++++ SUPPLIED MATERIAL ++++
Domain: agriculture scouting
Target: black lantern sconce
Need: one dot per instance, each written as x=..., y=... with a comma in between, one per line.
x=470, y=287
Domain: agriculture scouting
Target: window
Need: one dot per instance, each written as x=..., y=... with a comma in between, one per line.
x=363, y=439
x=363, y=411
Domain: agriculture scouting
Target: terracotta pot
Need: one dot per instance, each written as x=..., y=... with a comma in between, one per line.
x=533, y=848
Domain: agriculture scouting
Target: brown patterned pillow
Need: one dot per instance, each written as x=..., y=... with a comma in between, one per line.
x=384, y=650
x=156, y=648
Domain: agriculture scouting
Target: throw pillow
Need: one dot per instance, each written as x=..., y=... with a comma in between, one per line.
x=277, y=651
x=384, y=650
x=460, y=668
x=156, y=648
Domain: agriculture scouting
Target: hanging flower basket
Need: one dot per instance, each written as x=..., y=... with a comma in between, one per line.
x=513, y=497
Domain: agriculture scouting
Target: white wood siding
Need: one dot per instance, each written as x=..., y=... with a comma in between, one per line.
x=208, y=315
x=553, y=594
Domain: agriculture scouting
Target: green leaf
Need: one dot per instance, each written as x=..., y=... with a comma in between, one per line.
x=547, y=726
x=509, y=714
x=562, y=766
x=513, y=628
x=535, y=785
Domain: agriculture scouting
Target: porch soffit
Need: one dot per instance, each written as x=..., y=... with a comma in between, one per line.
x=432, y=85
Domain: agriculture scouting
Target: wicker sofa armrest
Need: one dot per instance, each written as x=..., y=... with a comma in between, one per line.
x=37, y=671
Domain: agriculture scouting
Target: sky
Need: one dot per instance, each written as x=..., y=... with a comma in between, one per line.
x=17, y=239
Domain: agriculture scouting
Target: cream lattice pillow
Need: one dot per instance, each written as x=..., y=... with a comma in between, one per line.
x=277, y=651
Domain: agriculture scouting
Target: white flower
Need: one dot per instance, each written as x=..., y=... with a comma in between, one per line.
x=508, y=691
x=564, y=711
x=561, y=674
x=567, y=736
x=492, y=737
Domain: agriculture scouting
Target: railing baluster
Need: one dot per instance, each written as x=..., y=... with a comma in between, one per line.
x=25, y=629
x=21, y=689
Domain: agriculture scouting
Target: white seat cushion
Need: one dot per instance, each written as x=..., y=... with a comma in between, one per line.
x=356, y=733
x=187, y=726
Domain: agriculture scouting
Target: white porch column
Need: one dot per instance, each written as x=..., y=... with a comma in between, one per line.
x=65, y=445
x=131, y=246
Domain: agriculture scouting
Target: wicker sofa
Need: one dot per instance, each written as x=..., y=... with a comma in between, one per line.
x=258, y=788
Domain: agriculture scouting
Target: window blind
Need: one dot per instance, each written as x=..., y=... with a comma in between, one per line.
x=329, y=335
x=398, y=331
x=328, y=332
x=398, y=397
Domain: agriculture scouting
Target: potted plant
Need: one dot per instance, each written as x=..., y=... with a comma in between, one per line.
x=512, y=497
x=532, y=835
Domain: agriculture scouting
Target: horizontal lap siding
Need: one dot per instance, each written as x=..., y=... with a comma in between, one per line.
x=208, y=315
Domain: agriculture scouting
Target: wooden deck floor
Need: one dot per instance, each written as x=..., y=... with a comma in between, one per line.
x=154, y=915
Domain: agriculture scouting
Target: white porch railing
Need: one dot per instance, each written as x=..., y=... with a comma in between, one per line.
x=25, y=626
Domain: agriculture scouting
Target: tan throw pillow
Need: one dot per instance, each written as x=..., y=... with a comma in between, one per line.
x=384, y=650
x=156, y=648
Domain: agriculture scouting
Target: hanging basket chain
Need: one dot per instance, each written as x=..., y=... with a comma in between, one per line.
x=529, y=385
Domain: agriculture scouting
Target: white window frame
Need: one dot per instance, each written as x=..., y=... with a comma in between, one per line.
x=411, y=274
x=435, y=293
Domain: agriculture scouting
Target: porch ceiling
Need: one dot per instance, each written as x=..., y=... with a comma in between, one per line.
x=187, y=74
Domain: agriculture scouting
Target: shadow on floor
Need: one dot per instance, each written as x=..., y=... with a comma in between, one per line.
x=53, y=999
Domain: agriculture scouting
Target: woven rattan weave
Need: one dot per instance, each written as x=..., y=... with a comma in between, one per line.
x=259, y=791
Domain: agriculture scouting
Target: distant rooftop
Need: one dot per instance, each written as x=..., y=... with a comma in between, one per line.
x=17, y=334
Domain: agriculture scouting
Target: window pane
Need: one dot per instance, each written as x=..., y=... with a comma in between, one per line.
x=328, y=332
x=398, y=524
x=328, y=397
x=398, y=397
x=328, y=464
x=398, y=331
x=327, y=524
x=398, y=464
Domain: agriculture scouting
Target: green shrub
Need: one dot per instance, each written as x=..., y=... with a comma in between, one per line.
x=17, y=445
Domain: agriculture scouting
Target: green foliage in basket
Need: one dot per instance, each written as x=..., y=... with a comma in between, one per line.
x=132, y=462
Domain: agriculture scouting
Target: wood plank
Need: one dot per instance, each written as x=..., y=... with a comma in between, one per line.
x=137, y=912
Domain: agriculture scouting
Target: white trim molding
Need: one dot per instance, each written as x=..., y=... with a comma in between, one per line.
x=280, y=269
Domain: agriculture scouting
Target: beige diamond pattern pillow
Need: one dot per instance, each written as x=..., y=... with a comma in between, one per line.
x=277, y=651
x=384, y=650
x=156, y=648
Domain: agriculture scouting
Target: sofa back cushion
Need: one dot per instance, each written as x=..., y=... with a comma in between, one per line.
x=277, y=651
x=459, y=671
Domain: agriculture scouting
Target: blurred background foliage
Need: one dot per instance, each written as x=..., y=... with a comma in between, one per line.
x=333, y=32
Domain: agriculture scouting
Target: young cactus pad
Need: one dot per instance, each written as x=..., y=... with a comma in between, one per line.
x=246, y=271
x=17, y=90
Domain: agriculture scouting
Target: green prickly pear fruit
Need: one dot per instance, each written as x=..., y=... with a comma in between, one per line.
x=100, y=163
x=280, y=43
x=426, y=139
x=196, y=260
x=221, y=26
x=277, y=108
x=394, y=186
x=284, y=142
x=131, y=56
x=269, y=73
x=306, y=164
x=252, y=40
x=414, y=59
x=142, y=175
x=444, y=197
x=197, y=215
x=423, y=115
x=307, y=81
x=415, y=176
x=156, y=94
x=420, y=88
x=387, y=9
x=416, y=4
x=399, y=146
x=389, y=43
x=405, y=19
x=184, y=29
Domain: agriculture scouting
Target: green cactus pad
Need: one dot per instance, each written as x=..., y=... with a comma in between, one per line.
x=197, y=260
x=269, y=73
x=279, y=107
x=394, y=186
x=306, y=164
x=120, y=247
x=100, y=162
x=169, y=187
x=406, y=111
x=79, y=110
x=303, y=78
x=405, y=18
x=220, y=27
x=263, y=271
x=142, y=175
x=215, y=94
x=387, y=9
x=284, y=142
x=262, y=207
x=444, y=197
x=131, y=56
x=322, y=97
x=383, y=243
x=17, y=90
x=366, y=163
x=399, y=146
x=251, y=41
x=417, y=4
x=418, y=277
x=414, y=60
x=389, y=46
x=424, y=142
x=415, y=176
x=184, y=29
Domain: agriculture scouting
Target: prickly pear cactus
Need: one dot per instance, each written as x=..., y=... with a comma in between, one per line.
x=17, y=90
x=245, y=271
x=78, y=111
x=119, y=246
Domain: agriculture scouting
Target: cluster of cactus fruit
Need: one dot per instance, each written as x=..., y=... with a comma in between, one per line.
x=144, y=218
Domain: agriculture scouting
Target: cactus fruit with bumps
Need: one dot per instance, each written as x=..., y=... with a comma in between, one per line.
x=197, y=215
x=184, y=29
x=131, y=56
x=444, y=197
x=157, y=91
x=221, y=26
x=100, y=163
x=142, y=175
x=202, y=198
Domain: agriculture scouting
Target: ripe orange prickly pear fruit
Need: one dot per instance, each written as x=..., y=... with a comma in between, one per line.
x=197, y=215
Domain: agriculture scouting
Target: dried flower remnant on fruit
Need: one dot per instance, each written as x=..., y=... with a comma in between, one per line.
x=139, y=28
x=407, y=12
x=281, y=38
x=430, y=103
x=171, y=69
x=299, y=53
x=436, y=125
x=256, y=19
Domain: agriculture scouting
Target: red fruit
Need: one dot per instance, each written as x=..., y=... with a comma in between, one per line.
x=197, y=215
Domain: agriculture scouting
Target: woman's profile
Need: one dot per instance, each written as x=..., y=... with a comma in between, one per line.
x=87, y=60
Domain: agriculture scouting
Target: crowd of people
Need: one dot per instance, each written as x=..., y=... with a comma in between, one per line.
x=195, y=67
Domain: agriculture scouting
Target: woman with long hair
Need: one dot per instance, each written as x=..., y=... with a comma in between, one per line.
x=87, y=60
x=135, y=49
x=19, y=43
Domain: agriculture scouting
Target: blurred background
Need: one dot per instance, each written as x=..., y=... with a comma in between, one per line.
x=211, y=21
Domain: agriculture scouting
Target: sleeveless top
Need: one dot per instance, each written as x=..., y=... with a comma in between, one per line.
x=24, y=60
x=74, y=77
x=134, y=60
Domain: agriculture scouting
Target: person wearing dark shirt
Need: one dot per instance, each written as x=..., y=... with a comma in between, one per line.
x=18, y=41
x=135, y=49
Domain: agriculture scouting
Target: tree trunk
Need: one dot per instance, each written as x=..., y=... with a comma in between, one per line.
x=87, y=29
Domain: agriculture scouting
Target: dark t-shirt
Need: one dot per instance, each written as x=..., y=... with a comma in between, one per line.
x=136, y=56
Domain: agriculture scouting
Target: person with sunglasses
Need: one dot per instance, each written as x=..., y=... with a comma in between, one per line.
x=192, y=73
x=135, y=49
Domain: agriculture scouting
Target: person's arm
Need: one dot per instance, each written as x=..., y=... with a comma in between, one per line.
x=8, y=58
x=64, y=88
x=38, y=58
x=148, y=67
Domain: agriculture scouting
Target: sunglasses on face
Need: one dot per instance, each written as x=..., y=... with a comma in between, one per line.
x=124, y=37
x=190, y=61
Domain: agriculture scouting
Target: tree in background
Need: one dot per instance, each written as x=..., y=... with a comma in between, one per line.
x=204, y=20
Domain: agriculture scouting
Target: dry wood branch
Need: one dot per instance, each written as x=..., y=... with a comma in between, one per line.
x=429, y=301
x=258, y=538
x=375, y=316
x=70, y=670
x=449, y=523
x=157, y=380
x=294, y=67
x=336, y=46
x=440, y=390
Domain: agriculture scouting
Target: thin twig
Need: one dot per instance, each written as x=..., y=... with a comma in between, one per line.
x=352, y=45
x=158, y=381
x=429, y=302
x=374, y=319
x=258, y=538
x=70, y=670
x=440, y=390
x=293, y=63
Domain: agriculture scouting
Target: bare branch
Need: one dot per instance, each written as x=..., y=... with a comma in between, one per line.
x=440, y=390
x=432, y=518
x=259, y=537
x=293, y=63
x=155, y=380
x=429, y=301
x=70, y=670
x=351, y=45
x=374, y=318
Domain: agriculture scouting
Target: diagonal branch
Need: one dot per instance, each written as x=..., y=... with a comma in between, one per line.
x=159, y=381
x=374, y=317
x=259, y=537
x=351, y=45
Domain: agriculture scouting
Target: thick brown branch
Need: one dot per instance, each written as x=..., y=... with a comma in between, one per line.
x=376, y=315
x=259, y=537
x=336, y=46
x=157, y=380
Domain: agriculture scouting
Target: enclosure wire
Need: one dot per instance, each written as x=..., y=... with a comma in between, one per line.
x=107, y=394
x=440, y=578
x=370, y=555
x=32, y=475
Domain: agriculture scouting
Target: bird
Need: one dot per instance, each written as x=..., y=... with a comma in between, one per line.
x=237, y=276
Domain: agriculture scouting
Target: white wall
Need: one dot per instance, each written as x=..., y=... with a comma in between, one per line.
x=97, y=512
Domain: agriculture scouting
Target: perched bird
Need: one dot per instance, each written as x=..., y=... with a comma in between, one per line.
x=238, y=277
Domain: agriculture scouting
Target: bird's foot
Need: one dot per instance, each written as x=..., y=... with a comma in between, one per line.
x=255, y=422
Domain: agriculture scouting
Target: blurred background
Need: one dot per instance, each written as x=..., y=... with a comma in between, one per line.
++++
### TASK GOAL
Every line above carrying the word "brown" needs to be shown.

### TASK RESPONSE
Target: brown patterned pillow
Target: thick brown branch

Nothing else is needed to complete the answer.